_Your assignment_. Reproduce word for word every line of the entries below, from the line containing "Target: black fabric drape" through the final line, and nothing else.
---- Supplied records
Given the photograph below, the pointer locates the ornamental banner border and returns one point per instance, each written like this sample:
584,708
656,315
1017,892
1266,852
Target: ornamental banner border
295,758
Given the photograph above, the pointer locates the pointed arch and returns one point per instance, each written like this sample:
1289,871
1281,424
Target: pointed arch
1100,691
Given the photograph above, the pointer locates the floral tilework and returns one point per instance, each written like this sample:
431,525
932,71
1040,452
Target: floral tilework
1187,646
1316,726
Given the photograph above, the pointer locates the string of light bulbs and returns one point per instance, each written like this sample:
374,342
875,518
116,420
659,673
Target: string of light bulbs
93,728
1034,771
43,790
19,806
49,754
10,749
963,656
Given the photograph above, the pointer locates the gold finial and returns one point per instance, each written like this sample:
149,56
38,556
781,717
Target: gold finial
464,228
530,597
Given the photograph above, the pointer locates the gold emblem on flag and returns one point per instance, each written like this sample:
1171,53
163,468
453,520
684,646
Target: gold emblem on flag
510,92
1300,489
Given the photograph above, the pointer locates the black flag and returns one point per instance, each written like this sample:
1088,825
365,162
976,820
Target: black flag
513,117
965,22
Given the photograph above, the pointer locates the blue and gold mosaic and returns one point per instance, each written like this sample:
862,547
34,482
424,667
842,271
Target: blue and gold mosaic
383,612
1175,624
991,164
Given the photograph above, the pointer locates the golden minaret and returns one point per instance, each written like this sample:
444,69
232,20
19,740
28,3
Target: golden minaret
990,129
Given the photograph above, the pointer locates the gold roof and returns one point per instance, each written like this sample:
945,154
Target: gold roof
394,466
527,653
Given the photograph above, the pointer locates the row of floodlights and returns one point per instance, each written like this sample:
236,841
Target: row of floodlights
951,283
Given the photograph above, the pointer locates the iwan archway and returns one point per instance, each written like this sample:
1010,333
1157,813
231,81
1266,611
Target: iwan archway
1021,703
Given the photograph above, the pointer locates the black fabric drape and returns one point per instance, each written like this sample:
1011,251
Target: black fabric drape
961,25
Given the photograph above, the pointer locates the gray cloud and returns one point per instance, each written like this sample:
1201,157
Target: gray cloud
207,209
--------
_Result below_.
Target: black fabric drape
961,25
Given the photograph above, the pointer locates the gray cloud and returns one point per instance, each written like this sample:
1201,157
Target: gray cloud
207,209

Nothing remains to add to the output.